§ THE REQUEST: Reproduce the text of every entry below word for word, leaving out the pictures.

§ Entries for pointing at objects in photos:
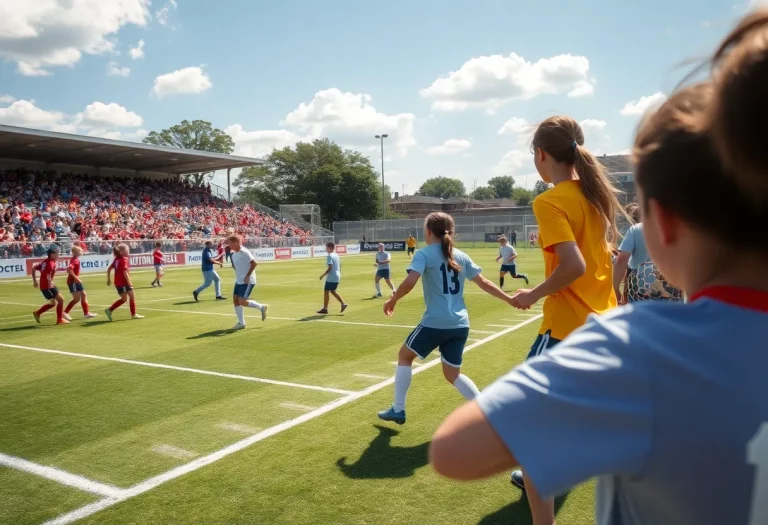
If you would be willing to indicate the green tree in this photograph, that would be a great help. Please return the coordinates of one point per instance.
(540, 188)
(442, 187)
(502, 186)
(522, 196)
(198, 135)
(342, 182)
(482, 193)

§ COMPLETED EXERCISE:
If you would be willing to indicate the green tree in this photograph, that would be a great help. Please return the coordinates of one point per instance.
(540, 188)
(442, 187)
(502, 186)
(522, 196)
(198, 135)
(342, 182)
(482, 193)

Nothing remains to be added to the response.